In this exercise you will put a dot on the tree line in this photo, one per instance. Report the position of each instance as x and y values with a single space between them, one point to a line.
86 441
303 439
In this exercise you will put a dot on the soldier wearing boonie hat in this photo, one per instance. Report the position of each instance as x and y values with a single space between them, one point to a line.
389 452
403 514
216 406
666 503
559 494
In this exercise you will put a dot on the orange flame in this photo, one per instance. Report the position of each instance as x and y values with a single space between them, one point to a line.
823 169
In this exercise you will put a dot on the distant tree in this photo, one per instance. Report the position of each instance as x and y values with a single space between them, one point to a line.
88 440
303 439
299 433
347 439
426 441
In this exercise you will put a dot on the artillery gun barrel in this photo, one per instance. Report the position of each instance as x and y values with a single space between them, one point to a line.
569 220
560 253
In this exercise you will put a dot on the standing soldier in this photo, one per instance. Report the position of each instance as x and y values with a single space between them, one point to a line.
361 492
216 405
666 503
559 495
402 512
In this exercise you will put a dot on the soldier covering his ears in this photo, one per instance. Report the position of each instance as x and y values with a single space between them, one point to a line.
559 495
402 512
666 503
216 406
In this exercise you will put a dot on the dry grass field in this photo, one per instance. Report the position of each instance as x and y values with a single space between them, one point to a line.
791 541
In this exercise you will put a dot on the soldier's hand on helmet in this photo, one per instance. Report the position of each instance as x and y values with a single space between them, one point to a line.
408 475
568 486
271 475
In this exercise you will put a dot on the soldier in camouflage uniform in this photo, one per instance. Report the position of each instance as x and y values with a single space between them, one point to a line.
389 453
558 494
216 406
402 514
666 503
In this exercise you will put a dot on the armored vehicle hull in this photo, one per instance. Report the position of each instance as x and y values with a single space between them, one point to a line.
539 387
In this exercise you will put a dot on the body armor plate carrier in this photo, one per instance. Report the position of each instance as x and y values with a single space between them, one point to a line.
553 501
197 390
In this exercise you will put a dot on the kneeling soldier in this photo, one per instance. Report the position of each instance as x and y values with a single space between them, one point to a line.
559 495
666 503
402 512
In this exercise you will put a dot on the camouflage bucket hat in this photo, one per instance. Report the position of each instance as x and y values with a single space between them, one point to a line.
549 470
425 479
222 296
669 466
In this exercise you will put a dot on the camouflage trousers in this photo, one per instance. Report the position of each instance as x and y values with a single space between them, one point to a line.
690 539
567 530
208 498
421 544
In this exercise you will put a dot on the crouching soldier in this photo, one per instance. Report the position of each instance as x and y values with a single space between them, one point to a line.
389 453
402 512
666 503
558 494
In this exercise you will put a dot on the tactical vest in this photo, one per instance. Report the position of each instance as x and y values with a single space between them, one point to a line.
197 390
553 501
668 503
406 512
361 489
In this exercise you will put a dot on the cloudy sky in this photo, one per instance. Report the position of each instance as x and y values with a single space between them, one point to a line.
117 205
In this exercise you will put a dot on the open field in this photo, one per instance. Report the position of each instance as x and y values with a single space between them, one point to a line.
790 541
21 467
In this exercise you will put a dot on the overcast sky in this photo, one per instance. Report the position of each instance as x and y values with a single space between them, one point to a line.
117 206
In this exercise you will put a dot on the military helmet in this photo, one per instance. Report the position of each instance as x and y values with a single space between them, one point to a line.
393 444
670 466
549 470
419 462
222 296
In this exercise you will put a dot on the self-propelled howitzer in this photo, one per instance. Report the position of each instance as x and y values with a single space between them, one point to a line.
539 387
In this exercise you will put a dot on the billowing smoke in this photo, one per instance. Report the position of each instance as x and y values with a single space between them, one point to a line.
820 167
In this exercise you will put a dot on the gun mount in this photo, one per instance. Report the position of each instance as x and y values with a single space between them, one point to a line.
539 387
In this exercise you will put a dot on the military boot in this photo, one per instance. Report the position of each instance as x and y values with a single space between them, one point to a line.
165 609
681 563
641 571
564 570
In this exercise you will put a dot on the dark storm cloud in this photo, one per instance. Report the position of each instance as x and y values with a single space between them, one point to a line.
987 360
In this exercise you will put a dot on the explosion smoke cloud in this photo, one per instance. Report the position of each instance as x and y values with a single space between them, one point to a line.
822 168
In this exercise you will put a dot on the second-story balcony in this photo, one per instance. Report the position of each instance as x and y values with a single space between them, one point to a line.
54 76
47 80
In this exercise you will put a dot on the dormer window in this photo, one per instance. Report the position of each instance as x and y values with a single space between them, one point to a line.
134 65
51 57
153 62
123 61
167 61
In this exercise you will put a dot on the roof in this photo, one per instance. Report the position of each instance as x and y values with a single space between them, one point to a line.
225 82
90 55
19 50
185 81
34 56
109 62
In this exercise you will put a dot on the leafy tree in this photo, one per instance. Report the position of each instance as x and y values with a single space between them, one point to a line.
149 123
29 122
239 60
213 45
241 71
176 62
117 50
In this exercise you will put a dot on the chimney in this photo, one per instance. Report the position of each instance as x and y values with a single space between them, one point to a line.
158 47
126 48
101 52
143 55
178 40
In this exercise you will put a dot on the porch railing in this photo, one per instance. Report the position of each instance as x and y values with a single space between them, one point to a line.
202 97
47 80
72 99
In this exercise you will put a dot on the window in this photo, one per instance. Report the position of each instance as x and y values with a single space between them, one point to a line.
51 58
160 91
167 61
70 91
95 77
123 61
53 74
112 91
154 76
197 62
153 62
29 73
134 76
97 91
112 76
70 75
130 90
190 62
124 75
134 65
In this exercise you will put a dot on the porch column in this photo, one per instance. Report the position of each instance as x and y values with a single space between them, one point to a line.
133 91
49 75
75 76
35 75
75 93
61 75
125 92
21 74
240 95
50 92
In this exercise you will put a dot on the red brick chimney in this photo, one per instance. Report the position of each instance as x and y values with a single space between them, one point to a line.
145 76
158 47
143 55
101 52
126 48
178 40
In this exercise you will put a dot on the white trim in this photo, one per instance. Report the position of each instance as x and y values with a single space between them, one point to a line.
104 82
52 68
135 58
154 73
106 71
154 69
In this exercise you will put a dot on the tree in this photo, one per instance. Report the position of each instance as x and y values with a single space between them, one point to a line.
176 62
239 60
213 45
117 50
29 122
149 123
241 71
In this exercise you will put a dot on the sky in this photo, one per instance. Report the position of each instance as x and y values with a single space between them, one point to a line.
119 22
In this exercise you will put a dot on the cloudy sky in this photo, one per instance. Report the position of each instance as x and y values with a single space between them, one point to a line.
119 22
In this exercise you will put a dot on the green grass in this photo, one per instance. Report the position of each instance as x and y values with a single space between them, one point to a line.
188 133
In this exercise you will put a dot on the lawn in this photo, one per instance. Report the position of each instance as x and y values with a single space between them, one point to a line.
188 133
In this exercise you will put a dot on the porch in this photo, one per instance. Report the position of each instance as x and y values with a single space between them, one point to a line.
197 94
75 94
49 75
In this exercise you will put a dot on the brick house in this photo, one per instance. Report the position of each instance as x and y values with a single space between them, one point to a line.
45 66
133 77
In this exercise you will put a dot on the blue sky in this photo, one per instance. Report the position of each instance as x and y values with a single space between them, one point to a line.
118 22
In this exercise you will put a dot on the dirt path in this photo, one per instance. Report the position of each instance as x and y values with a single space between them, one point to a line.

- [GOAL]:
Using the listing above, retype each line exactly.

- [PROBLEM SOLUTION]:
In this exercise you will put a dot on the tree line in this photo, one per instance. Report the position of each instance as x and y values with a single space between them, one point to a line.
86 441
303 439
In this exercise you will put a dot on the soldier wearing boonie hat in this photo, one per instance. Report the position of each instance as x and y values with a single space between them, one point to a line.
389 452
403 514
216 406
666 503
559 494
In this exercise you will put a dot on the orange flame in this photo, one per instance. Report the position of each instance as x and y values with a single space between them, one point to a line.
823 169
In this exercise you will put a dot on the distant tree in this photo, one per instance. Report the position of each instance as x and y values with a single space between them, one point to a line.
88 440
303 439
299 433
347 439
426 441
In this exercise you will put a dot on the artillery gun barrel in this photo, one per instance. Report the position of each instance as x and y values with a single space between them, one point to a line.
569 220
560 253
In this exercise you will put a dot on the standing soldier in this photo, one per instance. Report the position of each instance as x and y values with a single space between them, one point to a line.
361 492
216 405
666 503
559 495
402 512
In this exercise you will put a dot on the soldier covering his ears in this photo, one per instance. Report the position of each instance as x and y values with a single space between them, one point to a line.
559 495
402 512
666 503
216 406
In this exercise you will put a dot on the dry grass field in this photo, one per instance. Report the position of each instance as x and y values with a single space between them, one point to a line.
791 541
In this exercise you will put a dot on the soldier's hand on helmet in this photo, one per instance. Report the position of each instance as x and y values with a single space between them, one point to a line.
408 475
568 486
271 475
In this exercise you will put a dot on the soldier in camouflage uniform in this photo, one per instance. Report the position of each instance as x and y values with a single space between them, one point to a line.
389 453
558 494
216 406
402 514
666 503
In this exercise you will put a dot on the armored vehicle hull in this photo, one per instance. Report the position of each instance as x and y values with a single space between them, one point to a line.
539 387
In this exercise you will put a dot on the body armor plate carrier in this photo, one per instance. Report the position of each instance as x and y values with a single space between them, one point to a line.
553 501
197 390
In this exercise you will put a dot on the kneeling soldier in this photo, one per instance. Report the position of each instance as x and y values with a single space between them, one point to a line.
559 495
666 503
402 512
In this exercise you will put a dot on the camouflage bucket hat in this photo, one per instance. Report the position of each instance as x and y values with a single space between them, one point to a line.
549 470
425 479
222 296
669 466
In this exercise you will put a dot on the camouflage trousers in this photo, one per instance. Report the position of each instance as x and y values with a single space between them, one point to a line.
690 539
567 530
208 498
421 544
In this exercise you will put a dot on the crouching soldier in this photo, one per instance. Report the position of each instance as x and y values with a single space between them, one point to a line.
389 453
402 512
666 503
558 494
In this exercise you will put a dot on the tactical vest in this photo, one per instance. Report the position of each instance as x and y values with a single space between them, one point to a line.
197 390
553 501
668 503
406 512
361 489
In this exercise you will put a dot on the cloudy sky in this photo, one per instance. Report the position of each instance as x and y values with a single space between them, one point to a line.
117 205
In this exercise you will put a dot on the open field in this photo, one per instance. Report the position of each instance as x and y values with a single space between them, one point to a line.
790 541
21 467
In this exercise you will put a dot on the overcast sky in this photo, one per instance. Report the position of each instance as x and y values with a single space between them, one point to a line.
117 206
In this exercise you will put a dot on the military helmet in this photo, one per instance. Report the position of each instance as x and y values with a single space between them, one point to a line.
393 444
670 466
549 470
419 462
222 296
In this exercise you will put a dot on the self-propelled howitzer in this photo, one per instance. Report the position of each instance as x and y values with a single space between them, one point to a line.
539 387
In this exercise you will put a dot on the billowing smoke in this photo, one per instance. Report the position of each instance as x and y values with a single space between them, one point to a line.
820 167
In this exercise you will put a dot on the gun mount in this photo, one per instance. Report the position of each instance as x and y values with a single space between them, one point to a line.
539 387
In this exercise you will put a dot on the military boot in this photo, one per instance. Report the position of each instance as x and y values with a single space between them, one point to a line.
165 609
681 563
641 571
564 570
In this exercise you will put a dot on the dark storm cloud in this photo, one per instance. Report the position of each instance as x and y values with a single space between them, one point to a line.
987 360
In this exercise you will put a dot on the explosion smoke cloud in this photo, one per instance. Report the position of each instance as x and y values with a single space between them, one point to a line.
822 168
In this exercise you will put a dot on the second-story balcony in this photo, one per instance. Report the position of each instance as x and y values with a single space between them, one point to a line.
54 76
47 80
In this exercise you will put a dot on the dormer window in this photo, one per instance. Report the position of each instance as x and y values with a single space between them, one point to a line.
134 65
51 57
153 62
123 61
167 61
In this exercise you will put a dot on the roof in this photo, one per instance. Report the position of each instance as x and y values with a single space between them, one point to a line.
225 82
90 55
19 50
185 81
34 56
109 62
In this exercise you will put a dot on the leafy tree in this photo, one per instance. Report the position of each instance as x and y values with a single space between them, one point to a line.
149 123
29 122
239 60
213 45
241 71
176 62
117 50
In this exercise you will put a dot on the chimney in this photo, one per instance. Report the position of each instance as x and y values with a single space between them, one point to a line.
158 47
126 48
101 52
143 55
178 40
In this exercise you will put a dot on the porch railing in this photo, one per instance. Report the position of each instance as x and y values with a single space between them, one point to a line.
202 97
47 80
72 99
In this exercise you will put a dot on the window in this photo, one per instance. Report the position of each instance as x and y values with a single space between them, one point to a line.
51 58
160 91
167 61
70 91
95 77
123 61
53 74
112 91
154 76
197 62
153 62
29 73
134 76
97 91
112 76
70 75
130 90
190 62
124 75
134 65
In this exercise you will put a dot on the porch column in this photo, one per instance. Report the position of each instance as x and y values with a single space between them, one point to a line.
133 91
49 75
75 76
35 75
75 93
61 75
125 92
21 74
240 95
50 92
In this exercise you will put a dot on the red brick chimney in this photo, one per instance. Report the position of each instance as x and y values with a single space between them, one point to a line.
145 76
158 47
143 55
101 52
126 48
178 40
In this exercise you will put a dot on the white trim in this photo, one per instance. Report the position of each instance as x and y values with a single space between them, one point to a line.
104 82
52 68
135 58
154 73
106 71
154 69
In this exercise you will put a dot on the tree in this photo, one per instance. Report the position of each instance as x and y values with a single space between them, one point to a line.
176 62
239 60
213 45
117 50
29 122
149 123
241 71
In this exercise you will put a dot on the sky in this photo, one per instance. Report the position of each instance as x and y values with a single space between them, one point to a line.
119 22
In this exercise you will put a dot on the cloudy sky in this photo, one per instance. Report the position of each instance as x and y values with a single space between them, one point to a line.
119 22
In this exercise you will put a dot on the green grass in this photo, one per instance. Report the position of each instance as x and y values with a single space between them, one point to a line.
188 133
In this exercise you will put a dot on the lawn in this photo, one per instance. Report the position of each instance as x and y values with a single space between them, one point to a line.
188 133
In this exercise you will put a dot on the porch in this photo, one per instance. Report the position of each instance as x and y values with a single space between them, one point to a line.
197 94
75 94
49 75
In this exercise you will put a dot on the brick house in this photo, one per instance. Report the position of each instance as x and y values with a single space between them, one point to a line.
45 66
133 77
In this exercise you will put a dot on the blue sky in this photo, one per instance. Report the position of each instance as x and y values with a single space between them, one point to a line.
118 22
In this exercise you will put a dot on the dirt path in this photo, one per instance. Report the position of each instance as x and y values with a single space between them, one point to a line.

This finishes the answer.